*WRITTEN PROBLEM*
Reproduce the data verbatim from its first line through the line containing "pixel 206 160", including both of those lines.
---------- EXCERPTED RECORDS
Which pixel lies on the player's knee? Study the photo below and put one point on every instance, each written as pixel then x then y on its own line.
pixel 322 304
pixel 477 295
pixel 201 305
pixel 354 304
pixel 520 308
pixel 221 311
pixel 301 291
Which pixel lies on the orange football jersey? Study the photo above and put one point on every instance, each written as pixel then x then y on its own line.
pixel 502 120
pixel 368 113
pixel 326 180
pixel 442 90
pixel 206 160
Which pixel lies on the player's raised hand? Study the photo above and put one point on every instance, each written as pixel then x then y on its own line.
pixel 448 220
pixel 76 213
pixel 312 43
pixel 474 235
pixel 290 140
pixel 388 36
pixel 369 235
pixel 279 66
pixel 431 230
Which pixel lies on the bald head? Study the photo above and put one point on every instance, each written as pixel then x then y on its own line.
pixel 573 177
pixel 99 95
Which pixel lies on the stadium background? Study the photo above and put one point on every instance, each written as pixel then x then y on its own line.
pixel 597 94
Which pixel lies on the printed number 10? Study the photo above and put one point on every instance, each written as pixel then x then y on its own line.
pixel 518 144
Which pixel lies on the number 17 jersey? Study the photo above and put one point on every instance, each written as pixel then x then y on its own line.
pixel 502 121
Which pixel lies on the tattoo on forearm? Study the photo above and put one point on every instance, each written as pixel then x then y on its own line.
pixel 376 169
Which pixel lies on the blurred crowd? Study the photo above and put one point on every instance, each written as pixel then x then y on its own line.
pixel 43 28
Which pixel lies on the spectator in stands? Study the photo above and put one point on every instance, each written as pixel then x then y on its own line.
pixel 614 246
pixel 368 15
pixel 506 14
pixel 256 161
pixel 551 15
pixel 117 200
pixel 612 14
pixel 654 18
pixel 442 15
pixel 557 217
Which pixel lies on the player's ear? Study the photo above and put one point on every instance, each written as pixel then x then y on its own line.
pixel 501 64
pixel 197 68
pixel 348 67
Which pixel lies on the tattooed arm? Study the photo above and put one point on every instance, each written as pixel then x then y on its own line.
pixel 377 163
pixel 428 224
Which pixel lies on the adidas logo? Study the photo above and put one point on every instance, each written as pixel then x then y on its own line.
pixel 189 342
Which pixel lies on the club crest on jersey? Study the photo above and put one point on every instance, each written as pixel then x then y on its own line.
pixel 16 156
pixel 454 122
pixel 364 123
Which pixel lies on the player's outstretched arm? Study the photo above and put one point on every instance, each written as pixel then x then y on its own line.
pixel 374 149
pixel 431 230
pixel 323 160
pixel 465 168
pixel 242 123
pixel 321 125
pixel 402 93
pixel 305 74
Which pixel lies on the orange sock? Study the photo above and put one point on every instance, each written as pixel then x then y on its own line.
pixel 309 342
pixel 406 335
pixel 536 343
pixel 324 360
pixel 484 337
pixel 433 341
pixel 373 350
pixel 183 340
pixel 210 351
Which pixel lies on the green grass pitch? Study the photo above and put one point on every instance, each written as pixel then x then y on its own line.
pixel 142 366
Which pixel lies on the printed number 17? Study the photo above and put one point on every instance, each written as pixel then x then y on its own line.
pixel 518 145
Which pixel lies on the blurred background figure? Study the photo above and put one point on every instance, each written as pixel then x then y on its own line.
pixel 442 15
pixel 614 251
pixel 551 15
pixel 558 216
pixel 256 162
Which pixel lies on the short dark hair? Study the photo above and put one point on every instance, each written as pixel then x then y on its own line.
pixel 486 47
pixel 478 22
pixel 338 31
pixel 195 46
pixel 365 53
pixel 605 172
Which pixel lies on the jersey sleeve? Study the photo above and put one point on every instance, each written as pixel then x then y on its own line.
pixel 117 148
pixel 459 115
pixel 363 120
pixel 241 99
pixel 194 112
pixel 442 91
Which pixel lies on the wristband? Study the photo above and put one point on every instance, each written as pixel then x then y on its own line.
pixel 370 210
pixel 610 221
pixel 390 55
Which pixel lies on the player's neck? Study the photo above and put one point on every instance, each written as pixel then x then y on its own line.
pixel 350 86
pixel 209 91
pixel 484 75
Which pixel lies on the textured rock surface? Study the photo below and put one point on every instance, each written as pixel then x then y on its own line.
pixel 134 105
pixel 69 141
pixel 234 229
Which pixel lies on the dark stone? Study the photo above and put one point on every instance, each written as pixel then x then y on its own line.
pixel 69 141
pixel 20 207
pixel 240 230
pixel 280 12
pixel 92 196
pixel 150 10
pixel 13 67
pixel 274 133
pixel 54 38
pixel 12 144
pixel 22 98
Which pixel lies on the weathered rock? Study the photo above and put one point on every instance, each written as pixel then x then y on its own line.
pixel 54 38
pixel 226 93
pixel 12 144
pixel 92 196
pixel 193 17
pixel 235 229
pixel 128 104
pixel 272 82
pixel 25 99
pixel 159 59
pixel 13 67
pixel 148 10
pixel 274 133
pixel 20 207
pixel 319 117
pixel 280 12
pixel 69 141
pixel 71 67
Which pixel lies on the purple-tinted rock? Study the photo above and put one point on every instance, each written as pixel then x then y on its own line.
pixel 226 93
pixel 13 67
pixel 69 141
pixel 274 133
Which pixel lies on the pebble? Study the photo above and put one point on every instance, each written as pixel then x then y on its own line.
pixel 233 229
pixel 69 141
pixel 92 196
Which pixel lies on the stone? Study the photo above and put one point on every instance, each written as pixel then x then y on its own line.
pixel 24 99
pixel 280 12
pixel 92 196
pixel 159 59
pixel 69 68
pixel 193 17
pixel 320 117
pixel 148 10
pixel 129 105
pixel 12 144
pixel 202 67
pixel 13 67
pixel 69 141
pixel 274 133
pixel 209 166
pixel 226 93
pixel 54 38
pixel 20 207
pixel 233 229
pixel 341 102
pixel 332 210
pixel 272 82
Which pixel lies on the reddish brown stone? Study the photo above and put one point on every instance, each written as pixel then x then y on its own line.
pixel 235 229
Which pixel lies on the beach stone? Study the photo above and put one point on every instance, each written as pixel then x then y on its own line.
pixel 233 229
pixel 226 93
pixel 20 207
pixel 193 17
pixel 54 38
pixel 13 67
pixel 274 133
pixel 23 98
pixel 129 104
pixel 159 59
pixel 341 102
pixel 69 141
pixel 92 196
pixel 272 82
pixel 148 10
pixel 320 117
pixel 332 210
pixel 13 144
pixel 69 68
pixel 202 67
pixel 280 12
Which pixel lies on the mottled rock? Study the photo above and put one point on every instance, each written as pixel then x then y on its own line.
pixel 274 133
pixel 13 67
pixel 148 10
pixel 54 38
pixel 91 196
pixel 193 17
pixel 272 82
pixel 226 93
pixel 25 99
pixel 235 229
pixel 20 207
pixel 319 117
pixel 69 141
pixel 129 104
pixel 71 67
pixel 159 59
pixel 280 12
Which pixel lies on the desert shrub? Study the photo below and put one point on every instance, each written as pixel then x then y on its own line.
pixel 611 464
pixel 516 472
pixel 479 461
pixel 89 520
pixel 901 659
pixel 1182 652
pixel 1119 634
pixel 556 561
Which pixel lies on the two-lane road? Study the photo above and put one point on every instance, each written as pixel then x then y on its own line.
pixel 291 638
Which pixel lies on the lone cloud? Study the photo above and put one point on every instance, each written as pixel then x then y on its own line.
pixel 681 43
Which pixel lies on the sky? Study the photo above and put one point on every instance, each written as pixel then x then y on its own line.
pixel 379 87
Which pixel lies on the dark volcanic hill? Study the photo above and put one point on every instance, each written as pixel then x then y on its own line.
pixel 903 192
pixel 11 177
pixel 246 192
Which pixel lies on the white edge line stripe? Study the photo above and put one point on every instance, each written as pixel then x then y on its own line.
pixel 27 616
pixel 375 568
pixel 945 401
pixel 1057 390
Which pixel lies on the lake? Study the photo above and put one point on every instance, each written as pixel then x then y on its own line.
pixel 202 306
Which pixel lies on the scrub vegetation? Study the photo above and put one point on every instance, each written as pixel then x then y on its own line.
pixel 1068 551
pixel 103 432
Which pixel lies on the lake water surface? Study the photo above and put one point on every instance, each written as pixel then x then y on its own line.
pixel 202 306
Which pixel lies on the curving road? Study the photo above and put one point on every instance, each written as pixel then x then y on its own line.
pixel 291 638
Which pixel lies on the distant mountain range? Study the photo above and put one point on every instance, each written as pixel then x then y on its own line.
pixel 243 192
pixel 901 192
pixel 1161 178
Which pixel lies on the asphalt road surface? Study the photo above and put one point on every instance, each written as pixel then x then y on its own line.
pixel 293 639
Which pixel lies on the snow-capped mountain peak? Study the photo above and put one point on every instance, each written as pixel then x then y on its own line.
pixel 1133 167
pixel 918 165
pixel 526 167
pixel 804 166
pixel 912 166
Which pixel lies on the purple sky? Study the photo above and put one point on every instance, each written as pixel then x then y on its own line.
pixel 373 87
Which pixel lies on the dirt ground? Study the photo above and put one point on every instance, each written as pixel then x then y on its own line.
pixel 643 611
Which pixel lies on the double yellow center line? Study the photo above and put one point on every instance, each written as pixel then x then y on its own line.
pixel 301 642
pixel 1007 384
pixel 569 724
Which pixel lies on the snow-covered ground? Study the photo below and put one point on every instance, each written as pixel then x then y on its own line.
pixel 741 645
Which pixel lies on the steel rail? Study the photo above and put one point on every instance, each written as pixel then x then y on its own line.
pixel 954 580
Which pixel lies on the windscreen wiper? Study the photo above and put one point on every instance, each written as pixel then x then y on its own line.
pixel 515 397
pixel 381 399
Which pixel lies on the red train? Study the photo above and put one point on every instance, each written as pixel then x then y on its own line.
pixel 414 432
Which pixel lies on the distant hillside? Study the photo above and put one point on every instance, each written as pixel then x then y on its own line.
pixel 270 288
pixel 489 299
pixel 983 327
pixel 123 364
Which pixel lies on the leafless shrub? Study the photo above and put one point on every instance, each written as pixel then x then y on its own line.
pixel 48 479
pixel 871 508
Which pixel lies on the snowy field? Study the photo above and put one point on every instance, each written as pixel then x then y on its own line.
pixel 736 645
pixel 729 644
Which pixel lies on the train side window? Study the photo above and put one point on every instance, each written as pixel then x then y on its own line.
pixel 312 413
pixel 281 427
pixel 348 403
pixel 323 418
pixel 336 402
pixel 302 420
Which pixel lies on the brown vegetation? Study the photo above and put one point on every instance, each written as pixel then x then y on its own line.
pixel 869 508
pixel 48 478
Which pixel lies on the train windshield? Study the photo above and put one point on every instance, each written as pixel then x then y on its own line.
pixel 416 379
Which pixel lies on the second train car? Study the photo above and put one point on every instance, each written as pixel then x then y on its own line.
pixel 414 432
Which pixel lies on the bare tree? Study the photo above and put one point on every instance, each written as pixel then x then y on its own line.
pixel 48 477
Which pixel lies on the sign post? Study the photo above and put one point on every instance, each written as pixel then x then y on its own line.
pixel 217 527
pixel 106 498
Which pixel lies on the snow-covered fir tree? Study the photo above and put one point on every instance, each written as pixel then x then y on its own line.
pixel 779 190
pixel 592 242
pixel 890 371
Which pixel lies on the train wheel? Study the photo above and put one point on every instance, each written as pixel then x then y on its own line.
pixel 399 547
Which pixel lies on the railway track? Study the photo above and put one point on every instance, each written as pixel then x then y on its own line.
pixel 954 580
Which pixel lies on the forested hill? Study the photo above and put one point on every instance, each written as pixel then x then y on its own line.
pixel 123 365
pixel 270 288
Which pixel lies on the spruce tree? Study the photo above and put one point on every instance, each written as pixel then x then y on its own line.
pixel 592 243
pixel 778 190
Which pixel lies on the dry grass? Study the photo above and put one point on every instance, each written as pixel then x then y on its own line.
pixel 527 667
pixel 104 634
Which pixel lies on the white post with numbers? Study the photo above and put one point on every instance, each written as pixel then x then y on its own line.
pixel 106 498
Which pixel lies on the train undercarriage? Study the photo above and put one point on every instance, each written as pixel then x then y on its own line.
--------------------
*RESPONSE TO THE TASK*
Which pixel lies on the player's knee? Study the photo below and put one point on every instance, each written as pixel then x then y on its own line.
pixel 322 304
pixel 477 295
pixel 201 305
pixel 354 304
pixel 520 308
pixel 221 311
pixel 301 291
Which pixel lies on the orange football jersey? Study the photo above and put one point on every instance, each written as pixel then x then y on its own line.
pixel 502 120
pixel 368 113
pixel 326 180
pixel 442 90
pixel 206 160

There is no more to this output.